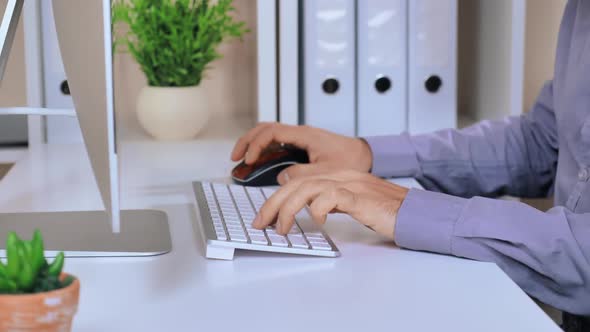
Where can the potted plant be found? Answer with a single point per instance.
(35, 295)
(173, 41)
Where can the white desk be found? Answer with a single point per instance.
(372, 287)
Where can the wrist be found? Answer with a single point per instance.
(365, 155)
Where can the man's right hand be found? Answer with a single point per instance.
(327, 152)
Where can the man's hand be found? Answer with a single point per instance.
(371, 201)
(327, 152)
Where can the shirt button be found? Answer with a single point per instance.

To do
Reproduce every line of the items above word for word, leaving out the pictures.

Task response
Where can the potted plant be found? Answer with a single point per instance.
(35, 295)
(173, 41)
Where can the white desk be found? Answer with a single point per instance.
(372, 287)
Where can the wrist be found? Answer with a single point per instance.
(365, 155)
Where can the man's right hand be found? Answer with a single point per instance.
(327, 152)
Where can the man's hand be found? Answer with a single point per instance.
(371, 201)
(327, 152)
Where can the shirt button be found? Answer with a single point per instance.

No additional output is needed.